## Document section
For many businesses, the days of large conference rooms for meetings and video conferencing are dwindling with smaller, connected quick meeting rooms on the rise. Typically these spaces, often referred to as ‘huddle spaces’, include a video screen with an attached camera, a phone system for conferencing, and a central table with four seats or less. So why are companies trending toward these huddle room video conferencing spaces rather than the large presentation rooms we have grown accustomed to?
An increasing amount of employees in all industries are working remotely from home several days each week and even full time. Then there is the ever expanding cloud market that has become accessible to companies of all sizes globally, huddle room video conferencing is becoming increasingly popular. Employees are travelling more often and working varied hours based on clientele around the world. Fewer employees are in the office during typical 9-5 hours, and because of that designated spaces like offices are becoming less necessary.
Open floor plans allow for large spaces to be occupied by cubicles and desks, rather than wasting private spaces reserved for employees that only use their offices a percentage of the time. When these remote and travelling workers are in the building, huddle rooms serve in place of the offices that once went unused. When they are away, huddle rooms are available for use by all employees.
A huddle room can be used to give presentations to an individual or small group in a quiet, enclosed environment. Meetings, brainstorming sessions, and presentations for groups of two to four employees are perfect for huddle rooms. If employees need to meet with prospective clients or members of their team, a huddle room is as available as an office would be. When remote employees need to communicate, huddle room video conferencing allows for a private space to speak. Companies have taken note of the versatility of huddle rooms. Many would rather leave what real estate they have open to the entire company than to one employee.
Increased Work Flow
A traditional presentation room could hold several groups working on separate projects. One group might be at the whiteboard generating ideas while the second presents information to one another over the projector. The third is huddled around a laptop speaking with a remote worker. Each group is disturbing the other and the overall work suffers. Otherwise, a group is alone in the presentation room, two or three people using a space large enough to accommodate twenty. Meanwhile, two other groups can’t meet to collaborate until the first has finished. I am sure we can all relate.

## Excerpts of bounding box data
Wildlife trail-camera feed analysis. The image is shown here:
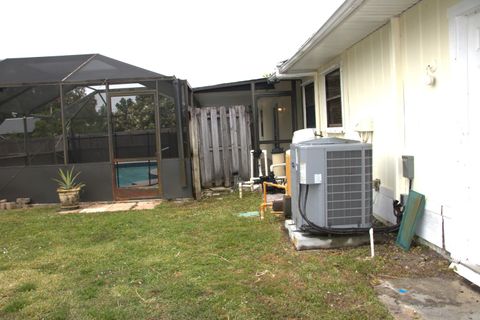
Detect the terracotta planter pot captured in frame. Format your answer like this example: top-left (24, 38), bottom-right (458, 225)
top-left (57, 188), bottom-right (80, 210)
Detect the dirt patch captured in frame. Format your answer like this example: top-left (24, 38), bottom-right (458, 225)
top-left (375, 235), bottom-right (456, 279)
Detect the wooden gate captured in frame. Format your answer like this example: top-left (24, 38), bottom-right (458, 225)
top-left (189, 105), bottom-right (251, 192)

## Short problem A
Translate the sentence "Companies have taken note of the versatility of huddle rooms." from the text on huddle rooms into Spanish.
## Short problem B
Rewrite the records from the line containing "Detect the wooden" through the end of the records, inclusive, changing "wooden" to "metal" and leaving everything else as it is, and give only those lines.

## Right answer A
Las empresas han tomado nota de la versatilidad de las salas de reuniones pequeñas.

## Right answer B
Detect the metal gate captured in frame. Format your answer like this example: top-left (24, 38), bottom-right (458, 225)
top-left (189, 105), bottom-right (251, 192)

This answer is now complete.